E io aggiungo: non tanto per il male che fa in sé o, meglio, anche, ma soprattutto perché viene spesso “taciuta e sottaciuta”, come c’è scritto in uno degli interessanti e pregnanti contributi del numero monografico della rivista Segno (numero 453, anno 2024), dedicato appunto al sentimento dell’invidia a partire dal passo del Vangelo di Marco, 15,10: «Pilato ben sapeva che i capi del sinedrio gli avevano consegnato Gesù per invidia».
Che sia sottaciuta lo dimostra il fatto che una delle canzoni di Vasco Rossi dica che “l’orgoglio, fa molti più guai lui che il petrolio”, ebbene sì, oltre all’orgoglio bisognerebbe citare l’invidia ma, come dicevamo, è spesso “taciuta e sottaciuta”. Lo dimostra il fatto che una volta sola, su Avvenire, mi è capitato di trovare un articolo di approfondimento o una riflessione sul tema dell’invidia, ed è già buono! Perché su altri quotidiani e riviste periodiche non mi è ancora capitato. Non è un caso, a mio avviso, che Segno, rivista fondata da un prete, don Nino Fasullo, sia una rivista di area cattolica, come Avvenire d’altronde, una conferma del fatto che chi dedica attenzione a certe pieghe dell’anima è spesso chi si interroga sul senso ultimo delle cose, sugli orizzonti di senso interiori ed emotivi, oltre che sociali e politici.
Nel prezioso numero di Segno (allegato alla settimana alfonsiana di settembre del 2024) la trattazione dell’argomento è squisitamente ad ampio raggio, perché spazia da un livello storico e spirituale (evangelico in primis) a quello politico, personale, filosofico (quindi psicologico?) e oltre.
Il primo contributo è di don Nino Fasullo. A pag. 10 c’è il passo che potrebbe dare inizio al nostro percorso: «L’invidia è passione forte, radicata nella carne umana, a tutti nota (inclusi i rappresentanti del sinedrio). Ma cosa fa pensare a Pilato che l’invidia del sinedrio è stata la causa, la forza impiegata nella morte di Gesù?».
--*--
**Compiti da svolgere:**
(a) Riscrivi le righe di dati dalla riga con "Given the image above, locate the building" alla riga con "left=313, top=268, right=346, bottom=293", estremi inclusi e richieste comprese. Riscala le coordinate delle risposte moltiplicandole per 2,25 e arrotondale all'intero, con le metà per eccesso; i numeri delle richieste e del formato d'esempio restano invariati.
(b) Riprendi il brano sull'invidia e proseguilo dopo la sua ultima frase.

Righe di dati:
--*--
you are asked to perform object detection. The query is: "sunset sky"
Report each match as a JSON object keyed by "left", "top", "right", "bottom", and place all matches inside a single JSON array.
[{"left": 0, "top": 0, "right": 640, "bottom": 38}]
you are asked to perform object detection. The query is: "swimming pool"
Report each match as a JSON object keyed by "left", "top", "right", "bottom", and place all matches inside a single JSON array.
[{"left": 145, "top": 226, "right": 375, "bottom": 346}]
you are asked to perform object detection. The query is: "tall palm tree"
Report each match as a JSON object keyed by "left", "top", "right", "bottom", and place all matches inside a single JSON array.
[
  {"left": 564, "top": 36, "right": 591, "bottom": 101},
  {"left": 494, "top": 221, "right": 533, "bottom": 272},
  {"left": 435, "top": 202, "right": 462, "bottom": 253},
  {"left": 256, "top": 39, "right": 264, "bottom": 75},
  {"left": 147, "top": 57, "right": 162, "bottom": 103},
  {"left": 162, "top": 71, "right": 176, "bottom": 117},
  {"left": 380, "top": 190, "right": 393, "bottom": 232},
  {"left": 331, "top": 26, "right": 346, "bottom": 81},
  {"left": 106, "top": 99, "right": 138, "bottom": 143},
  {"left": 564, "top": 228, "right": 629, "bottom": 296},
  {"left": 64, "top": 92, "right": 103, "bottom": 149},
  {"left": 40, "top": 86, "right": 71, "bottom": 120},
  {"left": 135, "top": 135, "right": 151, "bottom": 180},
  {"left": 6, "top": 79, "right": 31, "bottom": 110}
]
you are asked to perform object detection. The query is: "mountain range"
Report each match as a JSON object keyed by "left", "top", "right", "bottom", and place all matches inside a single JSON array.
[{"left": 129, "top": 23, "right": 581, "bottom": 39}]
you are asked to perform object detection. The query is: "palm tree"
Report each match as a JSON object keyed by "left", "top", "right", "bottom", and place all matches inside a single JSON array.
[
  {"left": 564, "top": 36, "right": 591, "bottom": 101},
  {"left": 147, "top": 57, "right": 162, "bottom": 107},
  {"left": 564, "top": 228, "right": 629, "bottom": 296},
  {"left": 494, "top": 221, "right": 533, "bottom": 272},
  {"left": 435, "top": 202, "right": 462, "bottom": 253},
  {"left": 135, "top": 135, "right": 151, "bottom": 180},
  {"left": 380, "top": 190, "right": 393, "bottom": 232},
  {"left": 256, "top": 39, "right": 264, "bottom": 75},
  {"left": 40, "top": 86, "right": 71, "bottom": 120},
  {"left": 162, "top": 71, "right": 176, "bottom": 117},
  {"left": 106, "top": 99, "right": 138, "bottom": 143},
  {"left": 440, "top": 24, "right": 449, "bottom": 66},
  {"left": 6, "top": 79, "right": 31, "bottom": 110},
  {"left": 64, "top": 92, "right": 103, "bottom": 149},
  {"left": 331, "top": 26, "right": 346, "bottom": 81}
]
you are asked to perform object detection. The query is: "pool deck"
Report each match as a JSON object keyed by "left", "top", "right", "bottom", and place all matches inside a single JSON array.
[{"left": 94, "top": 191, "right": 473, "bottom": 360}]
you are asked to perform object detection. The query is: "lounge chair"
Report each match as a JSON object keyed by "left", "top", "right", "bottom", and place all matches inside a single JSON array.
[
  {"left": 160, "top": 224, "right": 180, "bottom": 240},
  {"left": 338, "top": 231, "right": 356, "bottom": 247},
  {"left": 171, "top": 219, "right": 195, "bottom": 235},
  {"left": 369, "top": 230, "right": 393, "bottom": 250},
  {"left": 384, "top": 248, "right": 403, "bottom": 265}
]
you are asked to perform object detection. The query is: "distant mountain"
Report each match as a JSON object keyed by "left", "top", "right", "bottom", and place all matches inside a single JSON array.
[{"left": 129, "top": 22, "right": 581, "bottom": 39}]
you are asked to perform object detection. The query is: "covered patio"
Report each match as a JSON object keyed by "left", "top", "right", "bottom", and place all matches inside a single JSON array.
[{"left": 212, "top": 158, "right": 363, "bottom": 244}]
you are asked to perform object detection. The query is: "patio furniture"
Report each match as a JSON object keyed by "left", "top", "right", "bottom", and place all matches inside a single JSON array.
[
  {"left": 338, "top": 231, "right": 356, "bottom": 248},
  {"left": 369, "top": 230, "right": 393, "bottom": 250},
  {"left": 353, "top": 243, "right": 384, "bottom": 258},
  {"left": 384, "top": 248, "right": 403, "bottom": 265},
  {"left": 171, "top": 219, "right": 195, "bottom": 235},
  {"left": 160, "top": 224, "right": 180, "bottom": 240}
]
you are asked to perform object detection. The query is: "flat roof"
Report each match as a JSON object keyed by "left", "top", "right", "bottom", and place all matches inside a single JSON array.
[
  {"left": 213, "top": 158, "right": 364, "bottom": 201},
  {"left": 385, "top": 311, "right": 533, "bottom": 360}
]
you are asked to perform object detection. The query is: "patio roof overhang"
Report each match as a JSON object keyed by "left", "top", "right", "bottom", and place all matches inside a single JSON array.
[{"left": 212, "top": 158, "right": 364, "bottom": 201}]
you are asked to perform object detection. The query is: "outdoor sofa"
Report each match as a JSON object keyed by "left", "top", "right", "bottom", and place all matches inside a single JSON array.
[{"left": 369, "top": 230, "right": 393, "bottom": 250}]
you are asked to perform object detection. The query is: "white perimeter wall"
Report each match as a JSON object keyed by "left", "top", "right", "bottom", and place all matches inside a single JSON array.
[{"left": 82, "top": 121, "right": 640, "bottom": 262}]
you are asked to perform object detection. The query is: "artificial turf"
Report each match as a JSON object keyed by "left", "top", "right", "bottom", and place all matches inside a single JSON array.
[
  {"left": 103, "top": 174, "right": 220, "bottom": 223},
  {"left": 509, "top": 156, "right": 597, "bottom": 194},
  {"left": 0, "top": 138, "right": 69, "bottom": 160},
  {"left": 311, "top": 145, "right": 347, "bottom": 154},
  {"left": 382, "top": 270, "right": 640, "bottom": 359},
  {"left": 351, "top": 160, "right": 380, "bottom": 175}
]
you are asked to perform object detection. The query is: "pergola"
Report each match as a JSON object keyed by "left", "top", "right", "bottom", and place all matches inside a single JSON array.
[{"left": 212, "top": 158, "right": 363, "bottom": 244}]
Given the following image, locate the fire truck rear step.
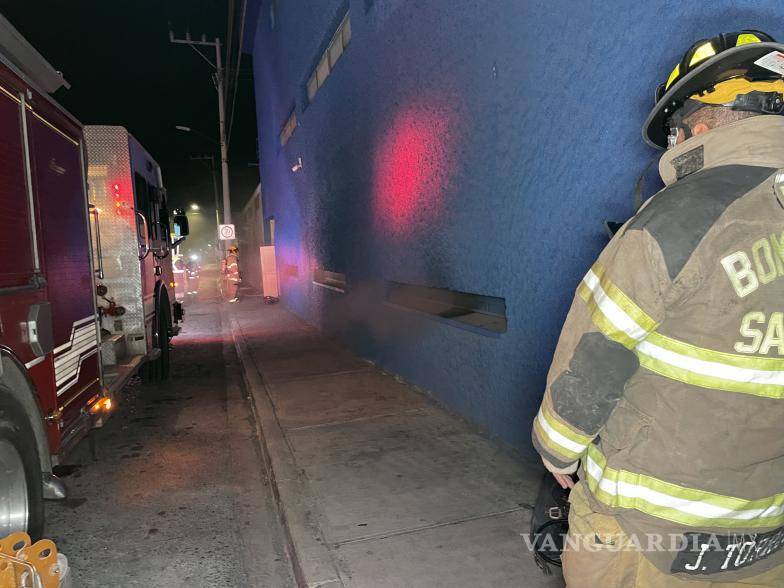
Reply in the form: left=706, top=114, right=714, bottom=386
left=103, top=355, right=146, bottom=398
left=101, top=333, right=126, bottom=368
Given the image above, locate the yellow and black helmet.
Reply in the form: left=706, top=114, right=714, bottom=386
left=642, top=29, right=784, bottom=148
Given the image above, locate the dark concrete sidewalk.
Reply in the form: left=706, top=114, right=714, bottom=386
left=231, top=298, right=563, bottom=588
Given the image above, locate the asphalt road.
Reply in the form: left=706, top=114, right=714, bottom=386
left=47, top=280, right=294, bottom=588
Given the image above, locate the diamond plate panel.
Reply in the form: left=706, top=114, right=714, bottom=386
left=84, top=126, right=147, bottom=355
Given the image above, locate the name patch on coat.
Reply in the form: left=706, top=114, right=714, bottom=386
left=671, top=527, right=784, bottom=575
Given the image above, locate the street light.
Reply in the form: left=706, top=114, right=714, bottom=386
left=174, top=125, right=231, bottom=224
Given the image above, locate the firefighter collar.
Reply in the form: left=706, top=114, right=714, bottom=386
left=659, top=115, right=784, bottom=186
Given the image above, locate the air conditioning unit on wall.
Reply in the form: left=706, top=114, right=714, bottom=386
left=259, top=245, right=280, bottom=298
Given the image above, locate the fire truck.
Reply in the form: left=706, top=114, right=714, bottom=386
left=84, top=125, right=187, bottom=382
left=0, top=15, right=188, bottom=537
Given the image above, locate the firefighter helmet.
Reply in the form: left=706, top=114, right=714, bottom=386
left=642, top=30, right=784, bottom=148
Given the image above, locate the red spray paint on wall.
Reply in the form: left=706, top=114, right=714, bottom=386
left=373, top=105, right=456, bottom=236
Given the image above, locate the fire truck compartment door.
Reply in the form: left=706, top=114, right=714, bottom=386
left=27, top=302, right=54, bottom=357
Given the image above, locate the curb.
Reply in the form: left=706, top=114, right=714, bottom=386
left=228, top=316, right=346, bottom=588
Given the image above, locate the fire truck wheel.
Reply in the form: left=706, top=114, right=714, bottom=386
left=0, top=386, right=44, bottom=540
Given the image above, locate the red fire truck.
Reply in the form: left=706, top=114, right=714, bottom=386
left=84, top=126, right=187, bottom=381
left=0, top=15, right=187, bottom=537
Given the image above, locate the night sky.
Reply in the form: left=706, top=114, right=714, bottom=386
left=0, top=0, right=258, bottom=246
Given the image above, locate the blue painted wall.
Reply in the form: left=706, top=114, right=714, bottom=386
left=246, top=0, right=784, bottom=453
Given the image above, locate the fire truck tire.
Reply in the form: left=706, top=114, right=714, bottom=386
left=0, top=385, right=44, bottom=540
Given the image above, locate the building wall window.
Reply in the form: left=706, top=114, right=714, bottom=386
left=308, top=13, right=351, bottom=102
left=280, top=106, right=297, bottom=147
left=386, top=282, right=507, bottom=334
left=313, top=268, right=346, bottom=293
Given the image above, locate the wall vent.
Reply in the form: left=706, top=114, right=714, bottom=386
left=313, top=269, right=346, bottom=293
left=386, top=282, right=507, bottom=333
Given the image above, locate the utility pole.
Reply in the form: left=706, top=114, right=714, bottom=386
left=169, top=31, right=231, bottom=224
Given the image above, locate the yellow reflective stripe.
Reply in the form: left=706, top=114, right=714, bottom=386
left=577, top=263, right=657, bottom=349
left=584, top=445, right=784, bottom=529
left=689, top=41, right=716, bottom=67
left=735, top=33, right=762, bottom=47
left=664, top=63, right=681, bottom=90
left=534, top=401, right=593, bottom=461
left=635, top=333, right=784, bottom=399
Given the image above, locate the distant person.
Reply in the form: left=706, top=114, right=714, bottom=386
left=224, top=245, right=241, bottom=302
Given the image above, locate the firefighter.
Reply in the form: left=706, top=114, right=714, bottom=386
left=224, top=245, right=240, bottom=302
left=532, top=30, right=784, bottom=588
--*--
**Risultati:**
(a)
Given the image above, locate the building wall window.
Reply in the form: left=706, top=114, right=714, bottom=386
left=693, top=29, right=790, bottom=230
left=630, top=239, right=668, bottom=331
left=869, top=635, right=1141, bottom=752
left=704, top=603, right=779, bottom=659

(b)
Non mi soffermerò sulla parte iniziale di questo numero della rivista, invito chi volesse a procurarsi anche via web il numero suddetto, molto interessante già nella fase iniziale, io mi appresto solo ad accennare un’intuizione che poi sarà sviluppata lungo questo nostro percorso anche con dettagli: «L’invidia è la causa della morte di croce, non solo della Croce di Cristo, ma ancora oggi, nella nostra quotidianità, è una forza che spinge spesso alla crocifissione sia del soggetto invidiato ma forse ancor più del soggetto invidiante», questo è un appunto che ho scritto a mano su una delle prime pagine della rivista, prima di completare la lettura di tutte le 96 pagine. A pag. 11 leggiamo: «Nella morte di Gesù era in gioco il potere assai concreto e materiale di coloro che lo rappresentavano. Nella fermezza di Caifa Pilato scorse, scottante, l’invidia, quella che gioca con la morte. L’invidia: la passione più ostinata che alligna nella carne umana. E toglie il bene della vista. E apre alla disperazione». A pag. 23, l’intervento di Salvatore Ferlita (Invidiare i più forti e i più deboli) inizia con una citazione di Giacomo Leopardi.
A tal proposito, dopo quella frase del mio giovane compaesano, avevo cominciato ad approfondire e a interrogarmi sulla “potenza” e sulla diffusione dell’invidia, ma soprattutto sulla tristezza di questa passione, definita, non a caso, dal filosofo Spinoza, “passione triste”. Ricordo che qualche anno fa mi misi a studiare alcuni testi di Leopardi per scrivere quello che poi fu il mio primo libro illustrato dal titolo In viaggio con Leopardi (Malanotte, 2017).
C’era appunto Filippo Ottonieri, protagonista di una operetta morale di Leopardi, il quale non si entusiasmava per nulla e non di lasciava condizionare da nulla, era quindi uno scettico, e questo lo rendeva inviso a molti, che appunto non sopportavano il suo distacco, il suo non idolatrare nulla.
Ma più precisamente ho trovato in uno dei pensieri di Leopardi un riferimento all’invidia con un rimando a una fiaba di Esopo, quella della volpe che siccome ha la coda mozzata, cerca di convincere le altre volpi a tagliarsi la coda (ne ho già parlato in un mio precedente articolo pubblicato su Il Giornale di Rodafà, qui). In quella riflessione pubblicata poche settimane fa, intitolata “La rimozione (della frustrazione) genera mostri”, mettevo l’accento sulla frustrazione rimossa che, a mio avviso, è alla radice dell’invidia.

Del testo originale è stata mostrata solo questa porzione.